Task instructions: Using the listing below, give the number of lines in which the string "frame" appears, and nothing else.

---------- Working data

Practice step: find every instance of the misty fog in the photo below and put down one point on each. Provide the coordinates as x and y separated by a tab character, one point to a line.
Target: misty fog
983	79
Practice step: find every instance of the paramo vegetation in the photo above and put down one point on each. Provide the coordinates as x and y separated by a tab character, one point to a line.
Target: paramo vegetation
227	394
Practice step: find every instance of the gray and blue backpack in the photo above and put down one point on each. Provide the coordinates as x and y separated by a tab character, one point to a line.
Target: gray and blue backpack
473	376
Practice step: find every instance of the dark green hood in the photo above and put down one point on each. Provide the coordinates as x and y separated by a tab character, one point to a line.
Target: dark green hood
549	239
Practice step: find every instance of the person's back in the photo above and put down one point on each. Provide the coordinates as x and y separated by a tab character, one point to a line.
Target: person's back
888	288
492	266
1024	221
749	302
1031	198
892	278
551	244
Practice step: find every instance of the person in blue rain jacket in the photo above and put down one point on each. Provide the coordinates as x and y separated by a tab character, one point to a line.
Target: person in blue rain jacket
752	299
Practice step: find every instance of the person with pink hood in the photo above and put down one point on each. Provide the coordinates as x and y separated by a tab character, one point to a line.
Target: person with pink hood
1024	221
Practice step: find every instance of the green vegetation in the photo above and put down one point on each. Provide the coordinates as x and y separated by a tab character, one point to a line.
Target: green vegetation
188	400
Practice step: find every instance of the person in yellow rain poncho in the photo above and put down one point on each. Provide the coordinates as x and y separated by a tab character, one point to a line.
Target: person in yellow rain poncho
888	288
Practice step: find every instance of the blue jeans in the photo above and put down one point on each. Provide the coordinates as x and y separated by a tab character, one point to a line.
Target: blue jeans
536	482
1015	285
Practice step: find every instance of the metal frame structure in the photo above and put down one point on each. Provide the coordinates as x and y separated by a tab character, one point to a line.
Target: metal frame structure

--------------------

Written answer: 2